══ PROVIDED PASSAGE

Ofwat: water sector must raise its game on competition in self-lay

Ofwat has launched a new consultation how water companies provide new connections to developers under Self Lay Agreements – the terms of SLOs are an ongoing source of common areas of dispute and a potential barrier to competition in the sector, according to the regulator.

Providing new water connections is currently one of only a few areas of the sector where customers in England and Wales can choose their service provider. Self-lay organisations compete with water companies to provide new connections, but to do so must agree a self-lay agreement with the local water company who will ultimately take on ownership of the new pipework.

Some of the terms in self-lay agreements relate to how a water company can assure itself about the quality of the infrastructure the SLO is providing. According to Ofwat, the terms can be a common area of dispute and potentially a barrier to SLOs competing to provide their services.

Launching the consultation, Ofwat said it is “keen to ensure SLOs can fairly compete in this market” and that water companies can provide safe and secure water supplies to existing and new and customers. The regulator is now seeking views about how the terms in self-lay agreements can reasonably balance both objectives.

════

▶ [WRITTEN REQUEST 1] Reproduce word for word the portion of the listing starting at the line that contains "like x=200 y=260." and ending at the line that contains "x=204 y=248", with both of those lines included.

══ SUPPLIED RECORDS

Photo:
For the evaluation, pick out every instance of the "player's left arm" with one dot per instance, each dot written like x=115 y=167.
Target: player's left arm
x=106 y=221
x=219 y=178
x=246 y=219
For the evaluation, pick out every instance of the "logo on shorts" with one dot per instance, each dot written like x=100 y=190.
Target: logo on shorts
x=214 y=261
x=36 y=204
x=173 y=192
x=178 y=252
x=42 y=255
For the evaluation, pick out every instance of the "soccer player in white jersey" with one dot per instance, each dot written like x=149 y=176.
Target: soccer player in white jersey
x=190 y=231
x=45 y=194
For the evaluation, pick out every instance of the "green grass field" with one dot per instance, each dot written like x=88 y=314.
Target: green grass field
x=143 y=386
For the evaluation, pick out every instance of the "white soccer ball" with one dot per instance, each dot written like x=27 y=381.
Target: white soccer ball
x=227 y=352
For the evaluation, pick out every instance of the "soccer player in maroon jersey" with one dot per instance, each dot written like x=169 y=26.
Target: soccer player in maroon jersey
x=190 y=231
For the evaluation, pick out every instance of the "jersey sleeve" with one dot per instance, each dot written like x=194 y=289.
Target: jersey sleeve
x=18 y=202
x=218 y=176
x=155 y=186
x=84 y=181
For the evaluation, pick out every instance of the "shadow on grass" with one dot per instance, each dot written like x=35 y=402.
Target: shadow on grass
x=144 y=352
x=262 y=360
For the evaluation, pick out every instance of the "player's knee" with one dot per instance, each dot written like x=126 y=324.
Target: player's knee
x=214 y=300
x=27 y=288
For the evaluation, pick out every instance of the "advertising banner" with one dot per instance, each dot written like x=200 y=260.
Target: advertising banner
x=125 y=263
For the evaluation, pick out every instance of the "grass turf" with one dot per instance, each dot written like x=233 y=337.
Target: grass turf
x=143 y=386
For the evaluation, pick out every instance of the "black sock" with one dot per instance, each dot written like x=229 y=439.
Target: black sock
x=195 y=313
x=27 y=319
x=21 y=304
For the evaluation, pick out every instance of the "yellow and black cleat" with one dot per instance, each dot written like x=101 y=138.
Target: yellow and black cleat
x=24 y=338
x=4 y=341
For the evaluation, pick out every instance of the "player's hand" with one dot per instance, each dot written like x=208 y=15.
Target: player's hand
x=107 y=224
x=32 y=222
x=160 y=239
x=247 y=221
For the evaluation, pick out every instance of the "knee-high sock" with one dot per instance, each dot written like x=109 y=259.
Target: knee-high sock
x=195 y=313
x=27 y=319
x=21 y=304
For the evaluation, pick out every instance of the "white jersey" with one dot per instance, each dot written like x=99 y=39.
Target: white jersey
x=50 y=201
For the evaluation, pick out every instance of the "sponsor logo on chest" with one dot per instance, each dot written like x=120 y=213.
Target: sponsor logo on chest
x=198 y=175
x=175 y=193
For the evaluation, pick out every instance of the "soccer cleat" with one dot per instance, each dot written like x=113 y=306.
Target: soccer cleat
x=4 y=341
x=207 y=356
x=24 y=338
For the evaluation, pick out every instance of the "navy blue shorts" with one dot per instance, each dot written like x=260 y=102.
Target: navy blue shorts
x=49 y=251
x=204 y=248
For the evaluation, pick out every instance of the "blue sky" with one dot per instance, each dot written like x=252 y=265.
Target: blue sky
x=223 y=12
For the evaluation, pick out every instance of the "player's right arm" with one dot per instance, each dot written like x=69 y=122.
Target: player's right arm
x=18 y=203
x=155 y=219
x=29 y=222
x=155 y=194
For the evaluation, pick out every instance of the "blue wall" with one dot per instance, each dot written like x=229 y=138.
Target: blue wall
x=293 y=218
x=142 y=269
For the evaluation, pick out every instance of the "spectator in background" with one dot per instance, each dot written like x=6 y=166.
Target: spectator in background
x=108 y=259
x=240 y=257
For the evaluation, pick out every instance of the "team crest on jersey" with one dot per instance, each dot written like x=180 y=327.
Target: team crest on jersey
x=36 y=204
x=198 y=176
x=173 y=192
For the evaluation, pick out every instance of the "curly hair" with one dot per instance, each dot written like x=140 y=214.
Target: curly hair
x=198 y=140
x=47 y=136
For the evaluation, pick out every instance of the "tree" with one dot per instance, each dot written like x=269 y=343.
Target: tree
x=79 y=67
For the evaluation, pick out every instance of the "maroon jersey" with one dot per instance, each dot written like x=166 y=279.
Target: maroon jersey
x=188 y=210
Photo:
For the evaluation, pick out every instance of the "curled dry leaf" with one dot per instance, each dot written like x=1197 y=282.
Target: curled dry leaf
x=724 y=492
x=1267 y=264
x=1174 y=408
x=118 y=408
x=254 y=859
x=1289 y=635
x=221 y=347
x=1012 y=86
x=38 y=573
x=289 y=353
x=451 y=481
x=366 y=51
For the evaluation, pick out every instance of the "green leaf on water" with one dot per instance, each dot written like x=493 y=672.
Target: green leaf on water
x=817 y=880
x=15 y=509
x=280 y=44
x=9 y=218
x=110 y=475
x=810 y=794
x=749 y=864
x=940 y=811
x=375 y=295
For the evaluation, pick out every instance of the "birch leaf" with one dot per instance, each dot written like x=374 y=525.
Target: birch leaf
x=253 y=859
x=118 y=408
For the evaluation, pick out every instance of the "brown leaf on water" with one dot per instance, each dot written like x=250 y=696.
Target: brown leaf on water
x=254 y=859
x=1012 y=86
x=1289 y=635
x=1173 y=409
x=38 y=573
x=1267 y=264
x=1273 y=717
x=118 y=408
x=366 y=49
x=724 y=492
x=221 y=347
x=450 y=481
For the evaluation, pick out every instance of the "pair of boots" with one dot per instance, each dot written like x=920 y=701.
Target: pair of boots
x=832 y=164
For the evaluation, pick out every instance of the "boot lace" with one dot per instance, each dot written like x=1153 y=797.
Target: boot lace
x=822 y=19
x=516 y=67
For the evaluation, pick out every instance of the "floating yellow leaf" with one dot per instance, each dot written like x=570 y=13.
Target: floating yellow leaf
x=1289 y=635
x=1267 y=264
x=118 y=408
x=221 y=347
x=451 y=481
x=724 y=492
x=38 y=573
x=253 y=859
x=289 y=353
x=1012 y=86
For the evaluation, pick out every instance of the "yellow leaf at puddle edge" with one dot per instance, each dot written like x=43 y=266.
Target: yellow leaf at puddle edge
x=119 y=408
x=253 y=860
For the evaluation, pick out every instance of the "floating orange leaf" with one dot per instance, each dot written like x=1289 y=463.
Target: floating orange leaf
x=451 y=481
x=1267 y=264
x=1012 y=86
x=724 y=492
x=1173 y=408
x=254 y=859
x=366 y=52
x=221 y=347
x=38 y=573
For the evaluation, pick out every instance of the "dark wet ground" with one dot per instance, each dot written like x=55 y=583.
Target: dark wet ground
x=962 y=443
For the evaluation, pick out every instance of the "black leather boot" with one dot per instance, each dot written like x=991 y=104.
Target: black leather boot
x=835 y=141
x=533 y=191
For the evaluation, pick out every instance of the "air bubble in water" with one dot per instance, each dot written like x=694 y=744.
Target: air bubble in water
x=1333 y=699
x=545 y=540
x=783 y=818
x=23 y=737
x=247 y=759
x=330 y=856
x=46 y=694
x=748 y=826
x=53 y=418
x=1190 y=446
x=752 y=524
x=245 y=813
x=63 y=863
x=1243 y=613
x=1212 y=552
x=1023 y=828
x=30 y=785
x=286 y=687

════

▶ [WRITTEN REQUEST 2]
Answer the following questions using the article on self-lay agreements.
(a) Which party ultimately takes on ownership of the new pipework?
(b) In which countries can customers choose their provider of new water connections?
(c) On what is the regulator now seeking views?

▶ [FULL ANSWER 1]
For the evaluation, pick out every instance of the "advertising banner" with one dot per instance, each dot written like x=200 y=260.
Target: advertising banner
x=125 y=263
For the evaluation, pick out every instance of the "grass turf" with one dot per instance, each dot written like x=233 y=337.
Target: grass turf
x=143 y=386
For the evaluation, pick out every instance of the "black sock" with one dot per instance, each dot written like x=229 y=439.
Target: black sock
x=195 y=313
x=27 y=319
x=21 y=304
For the evaluation, pick out every instance of the "yellow and black cleat" with one dot per instance, each dot written like x=101 y=138.
Target: yellow and black cleat
x=24 y=338
x=4 y=341
For the evaluation, pick out every instance of the "player's hand" with one dot per instance, each dot written like x=208 y=15.
Target: player's hand
x=107 y=224
x=32 y=222
x=160 y=239
x=247 y=221
For the evaluation, pick out every instance of the "knee-high sock" with one dot per instance, each dot written like x=109 y=259.
Target: knee-high sock
x=195 y=313
x=27 y=319
x=21 y=304
For the evaluation, pick out every instance of the "white jersey" with one dot per instance, each dot written like x=99 y=39.
Target: white jersey
x=50 y=201
For the evaluation, pick out every instance of the "sponsor logo on chest" with one dot per instance, each dot written like x=120 y=213.
Target: sponsor logo on chest
x=198 y=175
x=175 y=193
For the evaluation, pick out every instance of the "soccer cleat" with one dot per instance, each dot written like x=113 y=306.
Target: soccer cleat
x=4 y=341
x=207 y=356
x=24 y=338
For the evaluation, pick out every instance of the "navy blue shorts" with one dot per instance, each dot written like x=260 y=102.
Target: navy blue shorts
x=49 y=251
x=204 y=248

▶ [FULL ANSWER 2]
(a) The local water company.
(b) England and Wales.
(c) How the terms in self-lay agreements can reasonably balance both objectives: ensuring that SLOs can fairly compete in the market, and ensuring that water companies can provide safe and secure water supplies to existing and new customers.